___ 節選 ___

綜上,我們就可以得到遞迴法實現FFT的流程:

  1. 對於每組資料,按奇偶分解成兩組資料

  2. 兩組資料分別進行傅立葉變換,得到\(X_1(k)\)\(X_2(k)\)

  3. 總體資料的\(X(k)\)由下式確定:

    \[X(k)==X_1(k)+W_N^kX_2(k)\\ X(k+N/2)=X_1(k)-W_n^kX_2(k)\\ 0\le k \le N/2 -1 \]

  4. 對上述過程進行遞迴

具體程式碼實現如下:

public Complex[] FFTre(Complex[] c)
{
    int n = c.Length;
    Complex[] cout = new Complex[n];
    if (n == 1)
    {
        cout[0] = c[0];
        return cout;
    }
    else
    {
        double n_2_f = n / 2;
        int n_2 = (int)Math.Floor(n_2_f);
        Complex[] c1 = new Complex[n / 2];
        Complex[] c2 = new Complex[n / 2];
        for (int i = 0; i < n_2; i++)
        {
            c1[i] = c[2 * i];
            c2[i] = c[2 * i + 1];
        }
        Complex[] c1out = FFTre(c1);
        Complex[] c2out = FFTre(c2);
        Complex[] c3 = new Complex[n / 2];
        for (int i = 0; i < n / 2; i++)
        {
            c3[i] = new Complex(0, -2 * Math.PI * i / n);
        }
        for (int i = 0; i < n / 2; i++)

___ 原始清單 ___

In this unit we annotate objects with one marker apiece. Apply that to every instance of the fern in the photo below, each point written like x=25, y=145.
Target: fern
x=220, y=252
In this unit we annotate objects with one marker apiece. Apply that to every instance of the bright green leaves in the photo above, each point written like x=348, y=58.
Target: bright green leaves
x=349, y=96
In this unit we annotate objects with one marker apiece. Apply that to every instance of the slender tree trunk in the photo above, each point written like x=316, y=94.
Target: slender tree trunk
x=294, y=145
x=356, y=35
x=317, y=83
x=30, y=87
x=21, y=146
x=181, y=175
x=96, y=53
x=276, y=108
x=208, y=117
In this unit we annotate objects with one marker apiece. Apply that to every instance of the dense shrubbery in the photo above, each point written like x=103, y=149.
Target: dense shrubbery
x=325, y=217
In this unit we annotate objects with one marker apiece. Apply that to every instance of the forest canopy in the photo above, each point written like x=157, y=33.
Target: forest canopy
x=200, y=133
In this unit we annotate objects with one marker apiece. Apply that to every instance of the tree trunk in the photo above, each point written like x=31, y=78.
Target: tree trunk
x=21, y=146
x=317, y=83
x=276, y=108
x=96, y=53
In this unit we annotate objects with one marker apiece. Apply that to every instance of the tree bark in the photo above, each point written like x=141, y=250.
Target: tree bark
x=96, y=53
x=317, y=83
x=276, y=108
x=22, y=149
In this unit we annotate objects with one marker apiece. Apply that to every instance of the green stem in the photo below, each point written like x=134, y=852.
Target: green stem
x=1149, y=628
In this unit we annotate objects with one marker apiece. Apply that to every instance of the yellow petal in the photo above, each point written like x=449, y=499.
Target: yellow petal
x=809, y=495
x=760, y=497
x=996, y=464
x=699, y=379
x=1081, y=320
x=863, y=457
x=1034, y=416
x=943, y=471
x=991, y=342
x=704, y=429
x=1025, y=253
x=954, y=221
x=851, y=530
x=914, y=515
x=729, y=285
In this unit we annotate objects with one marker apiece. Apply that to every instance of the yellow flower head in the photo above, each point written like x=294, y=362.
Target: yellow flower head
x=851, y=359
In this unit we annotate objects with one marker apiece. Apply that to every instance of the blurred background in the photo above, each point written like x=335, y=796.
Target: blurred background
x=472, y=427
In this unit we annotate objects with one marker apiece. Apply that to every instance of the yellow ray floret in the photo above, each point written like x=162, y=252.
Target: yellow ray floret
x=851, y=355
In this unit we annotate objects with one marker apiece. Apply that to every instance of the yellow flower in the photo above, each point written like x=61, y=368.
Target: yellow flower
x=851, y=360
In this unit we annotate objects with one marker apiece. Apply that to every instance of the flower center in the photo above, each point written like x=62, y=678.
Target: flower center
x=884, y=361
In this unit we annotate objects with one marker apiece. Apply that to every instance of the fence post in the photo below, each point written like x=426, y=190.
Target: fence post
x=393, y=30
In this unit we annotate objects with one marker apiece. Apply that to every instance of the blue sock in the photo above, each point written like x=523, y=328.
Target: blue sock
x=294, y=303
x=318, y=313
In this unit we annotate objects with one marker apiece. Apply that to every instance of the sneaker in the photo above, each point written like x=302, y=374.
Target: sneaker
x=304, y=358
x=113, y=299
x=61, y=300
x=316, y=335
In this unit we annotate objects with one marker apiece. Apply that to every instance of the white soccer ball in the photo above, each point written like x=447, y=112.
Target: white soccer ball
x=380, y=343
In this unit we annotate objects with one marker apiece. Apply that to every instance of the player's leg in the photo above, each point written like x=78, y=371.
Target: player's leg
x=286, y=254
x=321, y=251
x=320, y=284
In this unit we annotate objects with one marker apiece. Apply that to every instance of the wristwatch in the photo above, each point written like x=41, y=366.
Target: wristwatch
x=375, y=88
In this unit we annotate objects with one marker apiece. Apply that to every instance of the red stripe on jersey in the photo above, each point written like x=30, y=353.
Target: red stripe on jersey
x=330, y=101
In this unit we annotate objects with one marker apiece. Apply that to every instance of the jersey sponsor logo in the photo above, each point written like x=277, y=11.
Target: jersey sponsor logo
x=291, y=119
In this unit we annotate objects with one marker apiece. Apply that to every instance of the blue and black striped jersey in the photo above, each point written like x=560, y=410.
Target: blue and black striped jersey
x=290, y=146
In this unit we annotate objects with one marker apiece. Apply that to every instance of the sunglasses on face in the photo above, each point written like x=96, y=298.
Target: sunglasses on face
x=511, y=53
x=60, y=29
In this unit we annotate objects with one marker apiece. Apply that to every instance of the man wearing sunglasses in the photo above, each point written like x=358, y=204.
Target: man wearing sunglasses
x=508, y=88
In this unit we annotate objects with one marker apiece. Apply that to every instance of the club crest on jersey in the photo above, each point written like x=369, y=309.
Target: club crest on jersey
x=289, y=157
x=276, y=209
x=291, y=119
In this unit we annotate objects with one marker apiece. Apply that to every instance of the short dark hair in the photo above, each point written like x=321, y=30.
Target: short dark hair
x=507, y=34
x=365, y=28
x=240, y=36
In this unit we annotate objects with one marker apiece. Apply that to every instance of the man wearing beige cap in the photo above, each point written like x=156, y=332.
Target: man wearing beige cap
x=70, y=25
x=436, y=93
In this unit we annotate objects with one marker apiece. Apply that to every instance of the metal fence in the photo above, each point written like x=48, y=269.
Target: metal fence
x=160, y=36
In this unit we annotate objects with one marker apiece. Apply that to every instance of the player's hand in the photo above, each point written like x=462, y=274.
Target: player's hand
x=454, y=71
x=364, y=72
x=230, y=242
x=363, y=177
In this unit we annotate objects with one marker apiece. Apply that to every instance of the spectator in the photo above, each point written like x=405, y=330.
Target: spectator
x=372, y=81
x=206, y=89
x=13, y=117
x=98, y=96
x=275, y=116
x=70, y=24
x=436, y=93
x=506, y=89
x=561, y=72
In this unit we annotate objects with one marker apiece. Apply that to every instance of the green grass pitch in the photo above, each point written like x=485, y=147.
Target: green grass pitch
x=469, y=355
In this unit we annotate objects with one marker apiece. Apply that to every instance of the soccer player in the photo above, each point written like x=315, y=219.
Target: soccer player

___

* **作答說明**
• 1. 請將節選中以「綜上,我們就可以得到」開頭的段落連同其下四個步驟,改寫成一段更簡短的文字,並保留主要內容。
• 2. 請判斷下列三項敘述是否與節選相符,每項答「是」或「否」,並照原文引用節選中起決定作用的字句:(a) 輸入陣列長度為1時,FFTre 直接把該元素放進輸出陣列並回傳;(b) 程式把奇數索引的資料放進 c1;(c) 兩組資料的變換是透過呼叫 FFTre 自身完成的。
請只依據節選內容作答。

* **逐題解答**
• 1. 用遞迴法實現FFT時,先把每組資料按奇偶分成兩組,分別做傅立葉變換得到X_1(k)與X_2(k),再依式子組合出總體資料的X(k),最後對這個過程進行遞迴。

• 2.
(a) 是。「cout[0] = c[0];」
(b) 否。「c1[i] = c[2 * i];」
(c) 是。「Complex[] c1out = FFTre(c1);」